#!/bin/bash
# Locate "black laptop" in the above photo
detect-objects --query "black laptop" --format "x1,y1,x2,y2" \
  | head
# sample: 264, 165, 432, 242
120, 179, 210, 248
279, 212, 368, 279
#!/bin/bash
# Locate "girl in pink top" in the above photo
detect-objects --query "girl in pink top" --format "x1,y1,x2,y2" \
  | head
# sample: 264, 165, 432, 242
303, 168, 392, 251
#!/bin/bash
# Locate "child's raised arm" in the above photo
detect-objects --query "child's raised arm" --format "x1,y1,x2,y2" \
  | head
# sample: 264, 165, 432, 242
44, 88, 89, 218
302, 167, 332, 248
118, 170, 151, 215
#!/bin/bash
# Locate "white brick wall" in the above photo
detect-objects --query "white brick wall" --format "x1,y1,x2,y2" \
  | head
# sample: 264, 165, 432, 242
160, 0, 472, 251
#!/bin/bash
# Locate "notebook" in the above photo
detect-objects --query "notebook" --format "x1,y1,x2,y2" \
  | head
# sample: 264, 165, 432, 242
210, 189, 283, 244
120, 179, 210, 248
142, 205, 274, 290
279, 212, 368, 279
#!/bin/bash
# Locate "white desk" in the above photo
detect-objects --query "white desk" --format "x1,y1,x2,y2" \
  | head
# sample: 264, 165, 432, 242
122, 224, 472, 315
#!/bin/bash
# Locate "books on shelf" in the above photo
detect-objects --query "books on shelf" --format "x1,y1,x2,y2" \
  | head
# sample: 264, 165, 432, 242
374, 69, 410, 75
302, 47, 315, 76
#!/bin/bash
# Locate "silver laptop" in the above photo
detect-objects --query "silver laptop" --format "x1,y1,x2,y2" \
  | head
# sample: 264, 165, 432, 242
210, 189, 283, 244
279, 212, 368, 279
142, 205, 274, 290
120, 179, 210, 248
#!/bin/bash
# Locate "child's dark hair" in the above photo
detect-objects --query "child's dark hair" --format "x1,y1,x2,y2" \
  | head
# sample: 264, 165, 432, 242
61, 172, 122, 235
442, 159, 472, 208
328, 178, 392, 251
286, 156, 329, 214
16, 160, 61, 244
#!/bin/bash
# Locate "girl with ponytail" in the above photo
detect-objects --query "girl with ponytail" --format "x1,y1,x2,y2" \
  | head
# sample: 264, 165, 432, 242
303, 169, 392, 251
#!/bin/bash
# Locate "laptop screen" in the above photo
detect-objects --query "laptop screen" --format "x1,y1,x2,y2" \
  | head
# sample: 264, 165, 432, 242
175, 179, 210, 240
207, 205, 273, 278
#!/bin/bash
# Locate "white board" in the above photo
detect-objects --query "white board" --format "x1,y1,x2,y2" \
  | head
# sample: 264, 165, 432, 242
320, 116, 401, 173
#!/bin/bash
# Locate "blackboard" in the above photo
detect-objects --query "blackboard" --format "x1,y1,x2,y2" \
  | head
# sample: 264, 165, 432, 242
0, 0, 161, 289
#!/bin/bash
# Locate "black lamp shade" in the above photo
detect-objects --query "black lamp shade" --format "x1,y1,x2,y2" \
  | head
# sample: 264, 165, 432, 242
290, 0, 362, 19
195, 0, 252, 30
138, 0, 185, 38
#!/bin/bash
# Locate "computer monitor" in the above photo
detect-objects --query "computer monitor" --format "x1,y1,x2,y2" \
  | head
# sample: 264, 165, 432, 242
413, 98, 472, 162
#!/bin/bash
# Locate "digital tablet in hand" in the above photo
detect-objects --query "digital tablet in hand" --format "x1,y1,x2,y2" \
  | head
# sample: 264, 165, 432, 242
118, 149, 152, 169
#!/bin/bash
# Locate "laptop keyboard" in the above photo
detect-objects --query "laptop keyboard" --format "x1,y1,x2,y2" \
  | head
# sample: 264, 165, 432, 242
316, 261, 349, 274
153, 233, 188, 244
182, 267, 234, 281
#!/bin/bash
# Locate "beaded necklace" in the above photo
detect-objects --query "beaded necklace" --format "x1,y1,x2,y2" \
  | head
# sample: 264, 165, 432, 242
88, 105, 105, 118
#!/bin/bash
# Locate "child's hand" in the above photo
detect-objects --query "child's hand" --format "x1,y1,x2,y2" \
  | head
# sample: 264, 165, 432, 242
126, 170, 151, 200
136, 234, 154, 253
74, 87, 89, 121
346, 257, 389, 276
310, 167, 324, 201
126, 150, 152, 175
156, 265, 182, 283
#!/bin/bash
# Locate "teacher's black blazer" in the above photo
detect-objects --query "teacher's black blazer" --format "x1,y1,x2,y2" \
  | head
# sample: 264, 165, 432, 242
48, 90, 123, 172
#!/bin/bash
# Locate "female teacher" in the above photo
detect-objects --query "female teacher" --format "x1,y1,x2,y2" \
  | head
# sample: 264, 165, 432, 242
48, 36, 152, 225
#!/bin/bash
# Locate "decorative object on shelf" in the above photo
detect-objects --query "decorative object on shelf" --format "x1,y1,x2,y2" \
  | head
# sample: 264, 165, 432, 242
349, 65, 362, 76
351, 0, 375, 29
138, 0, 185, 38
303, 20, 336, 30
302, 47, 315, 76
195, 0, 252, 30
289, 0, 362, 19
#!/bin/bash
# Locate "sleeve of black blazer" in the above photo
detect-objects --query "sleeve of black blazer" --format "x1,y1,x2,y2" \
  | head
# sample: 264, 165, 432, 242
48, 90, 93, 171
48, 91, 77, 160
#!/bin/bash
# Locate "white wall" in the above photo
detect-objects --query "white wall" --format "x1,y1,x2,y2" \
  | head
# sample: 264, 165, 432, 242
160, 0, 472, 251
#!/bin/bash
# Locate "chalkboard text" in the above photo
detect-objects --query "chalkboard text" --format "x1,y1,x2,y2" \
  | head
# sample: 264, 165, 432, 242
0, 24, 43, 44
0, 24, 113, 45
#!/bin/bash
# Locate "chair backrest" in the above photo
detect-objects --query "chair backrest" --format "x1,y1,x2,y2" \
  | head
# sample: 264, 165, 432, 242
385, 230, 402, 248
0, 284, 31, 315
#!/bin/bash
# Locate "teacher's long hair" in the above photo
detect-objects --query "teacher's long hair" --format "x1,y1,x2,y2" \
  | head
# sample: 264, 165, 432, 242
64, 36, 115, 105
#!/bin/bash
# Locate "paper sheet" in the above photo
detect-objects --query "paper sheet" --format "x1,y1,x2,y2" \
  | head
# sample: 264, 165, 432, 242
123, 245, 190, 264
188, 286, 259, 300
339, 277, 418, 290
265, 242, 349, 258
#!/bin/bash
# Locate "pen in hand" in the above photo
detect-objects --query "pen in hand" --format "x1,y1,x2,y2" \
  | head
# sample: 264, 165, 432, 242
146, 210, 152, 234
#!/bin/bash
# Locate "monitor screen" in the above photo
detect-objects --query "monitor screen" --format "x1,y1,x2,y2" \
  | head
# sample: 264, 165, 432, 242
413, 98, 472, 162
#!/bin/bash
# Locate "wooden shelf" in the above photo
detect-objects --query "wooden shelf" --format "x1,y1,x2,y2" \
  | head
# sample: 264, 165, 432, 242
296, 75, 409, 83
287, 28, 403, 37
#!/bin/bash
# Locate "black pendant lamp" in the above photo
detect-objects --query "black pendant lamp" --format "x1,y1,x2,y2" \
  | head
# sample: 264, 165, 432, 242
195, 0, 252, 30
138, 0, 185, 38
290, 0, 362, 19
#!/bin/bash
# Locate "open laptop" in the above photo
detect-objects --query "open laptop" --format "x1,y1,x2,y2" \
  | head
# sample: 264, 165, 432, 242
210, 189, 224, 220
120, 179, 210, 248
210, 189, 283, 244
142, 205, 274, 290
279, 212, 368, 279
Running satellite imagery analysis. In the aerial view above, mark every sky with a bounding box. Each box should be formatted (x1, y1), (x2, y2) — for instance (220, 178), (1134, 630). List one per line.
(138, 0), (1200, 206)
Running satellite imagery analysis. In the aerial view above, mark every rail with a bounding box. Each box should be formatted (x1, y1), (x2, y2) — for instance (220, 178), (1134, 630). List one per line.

---+---

*TASK INSTRUCTIONS*. Scale the records from the first line through the line containing "207, 205, 273, 278", both ends included, and give all those lines again, requests too. Multiply every bounding-box coordinate in the answers by 1.45 and round it to a whole number, halves up, but leave the numbers in the requests and their format samples unchanged.

*ANSWER*.
#!/bin/bash
# Locate "black laptop" in the above photo
detect-objects --query "black laptop" --format "x1,y1,x2,y2" \
  | head
# sample: 264, 165, 432, 242
174, 260, 305, 360
405, 307, 534, 405
#!/bin/bash
# Locate "girl in pink top" in the above photo
detect-objects --query "girl in pink top" --format "x1,y1,x2,y2" \
  | head
# sample: 264, 165, 432, 242
439, 244, 568, 364
#!/bin/bash
# Locate "child's raised arm" in the above photo
detect-objects --query "child's raised arm" --format "x1,y1,x2,y2" \
  | head
# sample: 264, 165, 432, 242
64, 128, 129, 316
438, 242, 481, 360
171, 247, 219, 312
#!/bin/bash
# Locate "white brick wall" in the above photo
detect-objects --query "white brick wall" --format "x1,y1,x2,y2" \
  | head
# sample: 264, 165, 432, 242
232, 0, 684, 364
#!/bin/bash
# Locate "notebook" in the above photo
detect-objects --query "notebook" --format "x1,y1,x2,y2" \
  | head
# sample: 264, 165, 432, 242
305, 274, 410, 354
174, 260, 305, 360
206, 297, 397, 421
405, 307, 534, 405
#!/bin/bash
# Locate "white desk" in the above photo
detect-objects --query "white desk" --format "x1,y1,x2,y2" \
  | head
# sample: 264, 165, 432, 242
177, 325, 684, 457
#!/bin/bash
# Locate "books on shelf" in the above photo
detect-objects --query "books on shelf" --format "x1,y1,x2,y2" \
  | head
# sample: 264, 165, 432, 242
542, 100, 595, 109
438, 68, 457, 110
#!/bin/bash
# Locate "silver laptop" in the above photo
detect-objects --query "silver laptop" --format "x1,y1,x2,y2" \
  | head
# sample: 264, 165, 432, 242
305, 274, 410, 354
405, 307, 534, 405
206, 297, 397, 421
174, 260, 305, 360
#!/bin/bash
# Locate "child's dark hair" in the above photo
detect-objects --query "child's dark hair" --format "x1,y1,x2,y2" \
  | head
# sample: 264, 165, 432, 242
88, 249, 177, 341
641, 231, 684, 302
476, 258, 568, 364
415, 226, 477, 310
23, 232, 88, 354
#!/bin/bash
# Locate "girl with ponytail" in the above photo
detect-objects --query "girl with ponytail" --format "x1,y1,x2,y2" \
  | head
# sample: 264, 165, 432, 242
439, 245, 568, 364
#!/bin/bash
# Locate "laptop screen" in the above photo
detect-objects --query "laptop screen" --format "x1,y1,x2,y2" \
  | head
# sample: 264, 165, 432, 242
254, 260, 305, 348
300, 297, 396, 403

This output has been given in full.